The records Start Marker

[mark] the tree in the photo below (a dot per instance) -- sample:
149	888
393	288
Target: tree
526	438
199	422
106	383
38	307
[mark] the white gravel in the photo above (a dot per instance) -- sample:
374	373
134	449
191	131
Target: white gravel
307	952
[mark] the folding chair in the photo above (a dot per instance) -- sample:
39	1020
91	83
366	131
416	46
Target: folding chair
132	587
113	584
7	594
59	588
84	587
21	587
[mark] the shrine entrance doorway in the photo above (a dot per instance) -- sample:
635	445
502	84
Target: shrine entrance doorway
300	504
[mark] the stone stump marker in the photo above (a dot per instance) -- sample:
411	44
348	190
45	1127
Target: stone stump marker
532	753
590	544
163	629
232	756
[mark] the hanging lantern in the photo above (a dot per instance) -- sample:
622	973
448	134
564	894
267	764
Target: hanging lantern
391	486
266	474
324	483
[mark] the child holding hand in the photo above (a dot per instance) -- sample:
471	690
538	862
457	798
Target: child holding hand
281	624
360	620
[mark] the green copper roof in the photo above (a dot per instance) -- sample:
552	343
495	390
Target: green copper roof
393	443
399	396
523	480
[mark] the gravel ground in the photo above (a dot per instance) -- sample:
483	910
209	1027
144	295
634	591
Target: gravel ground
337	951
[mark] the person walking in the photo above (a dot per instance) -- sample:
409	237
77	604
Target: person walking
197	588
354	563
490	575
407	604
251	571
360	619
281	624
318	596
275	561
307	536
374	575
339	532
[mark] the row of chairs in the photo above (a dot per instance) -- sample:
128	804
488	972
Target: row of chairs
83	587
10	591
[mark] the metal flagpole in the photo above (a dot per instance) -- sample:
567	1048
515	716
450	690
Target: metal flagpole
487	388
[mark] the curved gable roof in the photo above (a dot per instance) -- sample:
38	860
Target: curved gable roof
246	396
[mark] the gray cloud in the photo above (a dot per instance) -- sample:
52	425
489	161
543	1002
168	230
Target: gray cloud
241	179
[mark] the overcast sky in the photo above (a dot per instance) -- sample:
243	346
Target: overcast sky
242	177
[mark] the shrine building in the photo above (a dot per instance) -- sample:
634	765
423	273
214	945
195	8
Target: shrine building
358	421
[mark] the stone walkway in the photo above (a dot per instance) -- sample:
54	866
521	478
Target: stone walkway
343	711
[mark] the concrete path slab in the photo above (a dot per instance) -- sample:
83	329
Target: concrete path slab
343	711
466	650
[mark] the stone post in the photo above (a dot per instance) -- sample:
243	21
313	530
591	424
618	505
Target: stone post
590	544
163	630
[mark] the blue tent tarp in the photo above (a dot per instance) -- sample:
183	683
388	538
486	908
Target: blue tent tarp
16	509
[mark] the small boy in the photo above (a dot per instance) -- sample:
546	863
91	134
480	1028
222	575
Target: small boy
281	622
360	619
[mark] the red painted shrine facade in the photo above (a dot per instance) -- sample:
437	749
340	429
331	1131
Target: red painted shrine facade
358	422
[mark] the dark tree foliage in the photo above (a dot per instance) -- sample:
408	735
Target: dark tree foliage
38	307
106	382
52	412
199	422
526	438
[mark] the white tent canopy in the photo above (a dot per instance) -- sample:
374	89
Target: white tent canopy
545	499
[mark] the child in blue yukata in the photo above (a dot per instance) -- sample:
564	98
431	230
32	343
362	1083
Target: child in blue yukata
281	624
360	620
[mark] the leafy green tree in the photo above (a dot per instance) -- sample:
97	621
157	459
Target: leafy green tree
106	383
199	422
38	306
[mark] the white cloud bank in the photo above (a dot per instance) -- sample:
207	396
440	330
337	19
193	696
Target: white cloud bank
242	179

The records End Marker
The records Start Marker

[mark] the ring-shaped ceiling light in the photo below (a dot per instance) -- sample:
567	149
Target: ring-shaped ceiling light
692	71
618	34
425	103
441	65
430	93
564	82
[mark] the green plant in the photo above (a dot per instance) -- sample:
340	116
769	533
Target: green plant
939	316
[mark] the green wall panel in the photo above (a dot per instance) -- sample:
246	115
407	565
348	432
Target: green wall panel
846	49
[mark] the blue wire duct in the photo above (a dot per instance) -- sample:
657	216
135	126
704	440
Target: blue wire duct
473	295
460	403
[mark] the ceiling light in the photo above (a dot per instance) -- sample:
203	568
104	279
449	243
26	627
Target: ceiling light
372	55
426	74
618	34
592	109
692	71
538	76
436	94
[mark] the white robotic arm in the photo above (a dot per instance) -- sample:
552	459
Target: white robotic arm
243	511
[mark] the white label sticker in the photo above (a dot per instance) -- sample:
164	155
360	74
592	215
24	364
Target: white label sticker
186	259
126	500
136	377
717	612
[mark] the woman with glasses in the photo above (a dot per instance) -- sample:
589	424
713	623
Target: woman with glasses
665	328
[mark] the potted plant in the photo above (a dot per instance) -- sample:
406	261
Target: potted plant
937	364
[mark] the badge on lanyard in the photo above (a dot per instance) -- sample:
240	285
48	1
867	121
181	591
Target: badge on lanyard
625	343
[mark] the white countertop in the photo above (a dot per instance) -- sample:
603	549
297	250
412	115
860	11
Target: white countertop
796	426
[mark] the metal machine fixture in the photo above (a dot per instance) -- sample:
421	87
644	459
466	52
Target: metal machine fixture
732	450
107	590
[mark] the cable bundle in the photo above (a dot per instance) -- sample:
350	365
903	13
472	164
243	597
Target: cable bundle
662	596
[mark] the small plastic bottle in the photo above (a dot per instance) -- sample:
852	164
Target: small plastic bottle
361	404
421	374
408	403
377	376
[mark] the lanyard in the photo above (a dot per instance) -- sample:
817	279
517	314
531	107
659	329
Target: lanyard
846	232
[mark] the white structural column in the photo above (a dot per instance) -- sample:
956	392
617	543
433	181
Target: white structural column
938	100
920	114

The records End Marker
The records Start Marker

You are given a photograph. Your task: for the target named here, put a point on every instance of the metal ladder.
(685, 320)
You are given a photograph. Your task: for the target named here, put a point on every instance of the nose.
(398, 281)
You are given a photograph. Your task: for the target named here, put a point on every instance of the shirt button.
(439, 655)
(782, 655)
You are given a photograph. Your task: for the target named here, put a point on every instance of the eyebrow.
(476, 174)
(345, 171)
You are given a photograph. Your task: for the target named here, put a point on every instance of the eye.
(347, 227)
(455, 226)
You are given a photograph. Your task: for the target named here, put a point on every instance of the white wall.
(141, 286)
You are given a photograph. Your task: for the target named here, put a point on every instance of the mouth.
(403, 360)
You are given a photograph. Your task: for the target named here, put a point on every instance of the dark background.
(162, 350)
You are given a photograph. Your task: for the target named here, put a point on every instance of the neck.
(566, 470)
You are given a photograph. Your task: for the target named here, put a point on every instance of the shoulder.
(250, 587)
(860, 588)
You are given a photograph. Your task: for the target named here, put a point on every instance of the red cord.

The records End Marker

§ The task: Say how many lines in the entries contain the string "below", and leave out everything else.

§ Solution: 2